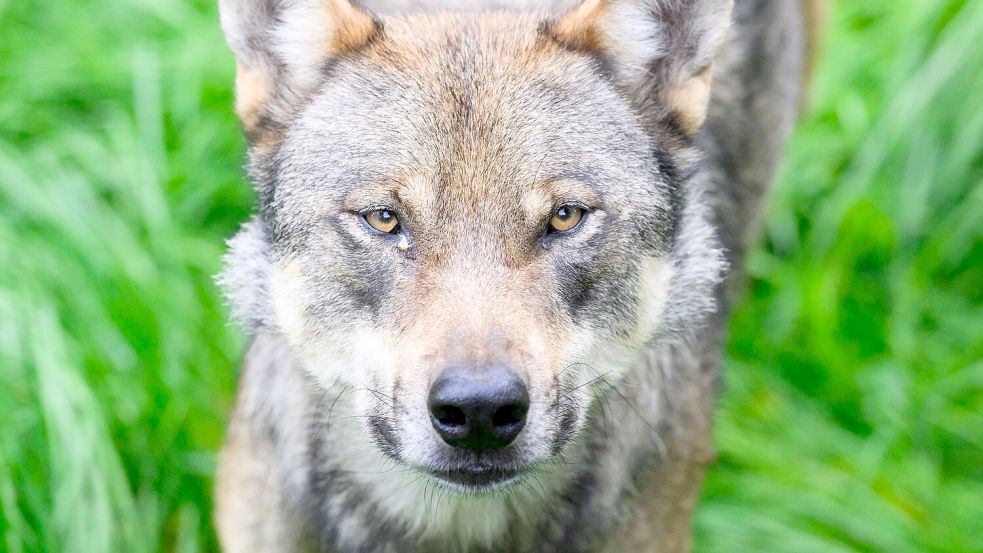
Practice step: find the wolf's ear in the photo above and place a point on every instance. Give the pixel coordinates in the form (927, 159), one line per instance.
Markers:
(662, 50)
(281, 47)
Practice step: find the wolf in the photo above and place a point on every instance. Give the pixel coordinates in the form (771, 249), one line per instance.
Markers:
(487, 280)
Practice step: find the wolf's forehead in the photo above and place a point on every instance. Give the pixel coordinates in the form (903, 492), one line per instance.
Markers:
(473, 105)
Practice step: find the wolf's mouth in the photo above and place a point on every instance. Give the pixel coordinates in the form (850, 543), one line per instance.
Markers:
(477, 478)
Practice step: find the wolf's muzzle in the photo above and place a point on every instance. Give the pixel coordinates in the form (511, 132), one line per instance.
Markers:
(478, 409)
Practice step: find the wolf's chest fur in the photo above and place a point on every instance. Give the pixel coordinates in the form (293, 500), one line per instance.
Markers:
(486, 282)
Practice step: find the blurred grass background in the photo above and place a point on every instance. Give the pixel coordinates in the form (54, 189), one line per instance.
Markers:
(851, 417)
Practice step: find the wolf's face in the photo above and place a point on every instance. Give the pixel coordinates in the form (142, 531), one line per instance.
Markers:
(471, 224)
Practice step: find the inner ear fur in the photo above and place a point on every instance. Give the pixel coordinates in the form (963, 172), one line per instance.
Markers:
(660, 47)
(280, 48)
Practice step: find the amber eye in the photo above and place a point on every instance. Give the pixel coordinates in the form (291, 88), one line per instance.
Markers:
(382, 220)
(566, 218)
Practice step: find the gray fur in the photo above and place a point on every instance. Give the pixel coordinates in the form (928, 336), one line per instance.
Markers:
(327, 303)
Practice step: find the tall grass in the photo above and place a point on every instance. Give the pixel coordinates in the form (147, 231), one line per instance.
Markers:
(851, 415)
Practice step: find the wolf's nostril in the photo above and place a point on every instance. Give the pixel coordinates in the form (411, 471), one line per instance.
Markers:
(478, 409)
(449, 415)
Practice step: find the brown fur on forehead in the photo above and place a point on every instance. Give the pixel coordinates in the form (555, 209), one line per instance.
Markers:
(466, 113)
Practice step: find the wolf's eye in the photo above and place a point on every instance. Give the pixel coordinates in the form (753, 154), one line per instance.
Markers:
(566, 218)
(382, 220)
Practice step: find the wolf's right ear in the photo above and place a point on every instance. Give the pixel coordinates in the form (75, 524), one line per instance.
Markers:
(281, 47)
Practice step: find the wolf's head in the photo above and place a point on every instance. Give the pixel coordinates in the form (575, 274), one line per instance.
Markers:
(474, 223)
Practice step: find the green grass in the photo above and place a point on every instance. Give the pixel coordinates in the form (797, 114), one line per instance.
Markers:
(852, 417)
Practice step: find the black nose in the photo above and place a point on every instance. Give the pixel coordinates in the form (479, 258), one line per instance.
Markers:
(478, 409)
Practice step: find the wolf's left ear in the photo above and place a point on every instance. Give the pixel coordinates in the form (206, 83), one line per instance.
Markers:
(281, 47)
(661, 50)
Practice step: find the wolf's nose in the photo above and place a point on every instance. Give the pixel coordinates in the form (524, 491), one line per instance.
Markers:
(478, 409)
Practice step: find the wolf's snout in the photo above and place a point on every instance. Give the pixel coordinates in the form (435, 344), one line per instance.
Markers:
(478, 409)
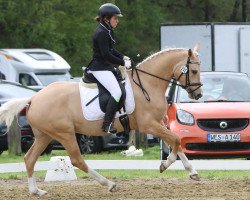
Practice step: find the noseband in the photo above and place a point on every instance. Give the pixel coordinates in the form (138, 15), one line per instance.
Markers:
(184, 70)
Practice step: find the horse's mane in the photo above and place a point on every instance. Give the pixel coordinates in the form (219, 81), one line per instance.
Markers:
(161, 52)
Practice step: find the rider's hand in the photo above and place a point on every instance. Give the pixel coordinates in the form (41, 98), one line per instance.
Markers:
(127, 64)
(126, 58)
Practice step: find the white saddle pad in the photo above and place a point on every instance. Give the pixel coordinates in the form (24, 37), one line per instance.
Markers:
(93, 111)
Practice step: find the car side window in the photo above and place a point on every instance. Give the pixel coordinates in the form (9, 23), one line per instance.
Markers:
(27, 80)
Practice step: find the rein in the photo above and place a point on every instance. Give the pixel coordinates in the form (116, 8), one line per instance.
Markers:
(184, 70)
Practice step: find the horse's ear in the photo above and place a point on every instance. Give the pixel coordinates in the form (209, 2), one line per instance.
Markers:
(197, 47)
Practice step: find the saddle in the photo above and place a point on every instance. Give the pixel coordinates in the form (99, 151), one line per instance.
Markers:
(104, 95)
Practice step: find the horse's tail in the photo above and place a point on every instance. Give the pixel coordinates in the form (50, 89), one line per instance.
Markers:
(10, 109)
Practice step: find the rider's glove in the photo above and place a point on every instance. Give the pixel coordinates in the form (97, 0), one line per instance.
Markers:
(127, 64)
(126, 58)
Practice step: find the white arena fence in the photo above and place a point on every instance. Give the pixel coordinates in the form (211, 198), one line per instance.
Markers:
(64, 162)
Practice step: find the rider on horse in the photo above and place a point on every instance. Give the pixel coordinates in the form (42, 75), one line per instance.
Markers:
(106, 59)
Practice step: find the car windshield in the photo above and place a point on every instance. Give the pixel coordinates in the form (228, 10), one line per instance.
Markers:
(220, 87)
(46, 78)
(9, 91)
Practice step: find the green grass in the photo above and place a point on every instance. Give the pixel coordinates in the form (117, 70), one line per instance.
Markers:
(152, 153)
(147, 174)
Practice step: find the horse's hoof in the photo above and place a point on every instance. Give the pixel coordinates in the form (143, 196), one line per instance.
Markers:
(195, 177)
(39, 192)
(162, 168)
(112, 187)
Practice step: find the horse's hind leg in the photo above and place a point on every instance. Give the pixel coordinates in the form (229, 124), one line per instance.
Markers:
(41, 142)
(71, 146)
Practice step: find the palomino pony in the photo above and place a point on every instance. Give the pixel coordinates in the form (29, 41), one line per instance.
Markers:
(55, 111)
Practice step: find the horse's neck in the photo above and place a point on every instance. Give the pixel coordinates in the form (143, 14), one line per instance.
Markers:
(161, 65)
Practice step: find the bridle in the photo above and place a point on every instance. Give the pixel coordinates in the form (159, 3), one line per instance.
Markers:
(184, 70)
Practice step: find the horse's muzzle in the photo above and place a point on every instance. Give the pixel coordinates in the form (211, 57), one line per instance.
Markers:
(198, 96)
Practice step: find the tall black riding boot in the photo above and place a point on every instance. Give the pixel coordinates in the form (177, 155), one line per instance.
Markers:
(111, 109)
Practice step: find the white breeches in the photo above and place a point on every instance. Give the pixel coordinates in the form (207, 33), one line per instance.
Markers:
(108, 80)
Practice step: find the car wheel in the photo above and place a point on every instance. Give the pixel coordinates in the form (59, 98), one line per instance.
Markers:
(89, 144)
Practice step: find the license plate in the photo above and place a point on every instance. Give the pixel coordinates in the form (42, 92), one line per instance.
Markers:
(235, 137)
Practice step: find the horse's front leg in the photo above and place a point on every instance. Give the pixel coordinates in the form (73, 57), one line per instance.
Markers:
(170, 138)
(192, 172)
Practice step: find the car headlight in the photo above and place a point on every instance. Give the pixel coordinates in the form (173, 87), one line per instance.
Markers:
(185, 117)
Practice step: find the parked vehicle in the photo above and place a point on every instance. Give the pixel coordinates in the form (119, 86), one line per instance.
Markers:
(217, 125)
(35, 68)
(8, 91)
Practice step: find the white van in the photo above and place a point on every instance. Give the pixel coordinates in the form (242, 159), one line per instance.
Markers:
(35, 68)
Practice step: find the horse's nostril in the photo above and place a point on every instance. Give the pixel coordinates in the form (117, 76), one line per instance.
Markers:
(199, 96)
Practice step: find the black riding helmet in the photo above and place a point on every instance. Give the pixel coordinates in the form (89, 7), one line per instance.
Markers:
(109, 10)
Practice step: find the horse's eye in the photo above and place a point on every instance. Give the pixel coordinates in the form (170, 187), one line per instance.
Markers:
(194, 71)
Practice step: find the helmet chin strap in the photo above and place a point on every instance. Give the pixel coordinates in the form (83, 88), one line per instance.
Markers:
(108, 23)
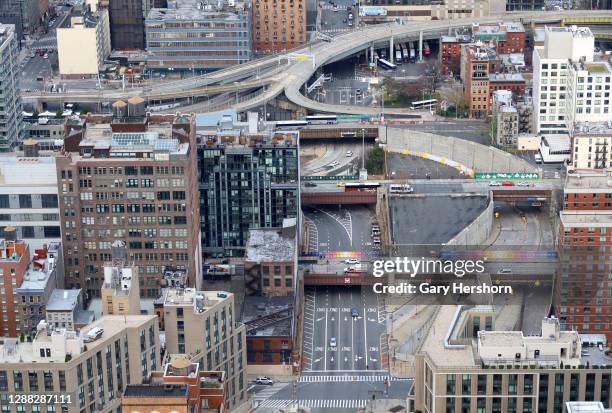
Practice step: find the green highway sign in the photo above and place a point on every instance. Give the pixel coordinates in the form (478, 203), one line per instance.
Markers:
(329, 178)
(508, 175)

━━━

*Your objective*: For this exercise, set down exactly the lines that run from the line holding "Practice step: find the horse's nostril" to the last line of the records above; include both end lines and omit pictures.

*Written response*:
Practice step: find the horse's nostril in the photo above and place a point on every instance. Give the pixel coordinates in the form (117, 76), one line per instance.
Markers:
(199, 96)
Practice step: find the black riding helmet in the photo above and place a point on every instance. Give the pixel coordinates in the form (89, 7), one line per instance.
Markers:
(109, 10)
Practice step: find the horse's eye in the photo above and place a point on every instance. Give the pixel coordinates in the form (170, 187), one line per instance.
Markers:
(194, 71)
Practice step: find the helmet chin strap in the photo above and place a point on every instance. Give the pixel coordinates in the form (83, 88), one line per instance.
Markers:
(108, 23)
Practice step: find the green highway sign in the photo above and place a point on every instance. Give the pixel coordinates in the form (478, 203), one line per instance.
Markers:
(329, 178)
(508, 175)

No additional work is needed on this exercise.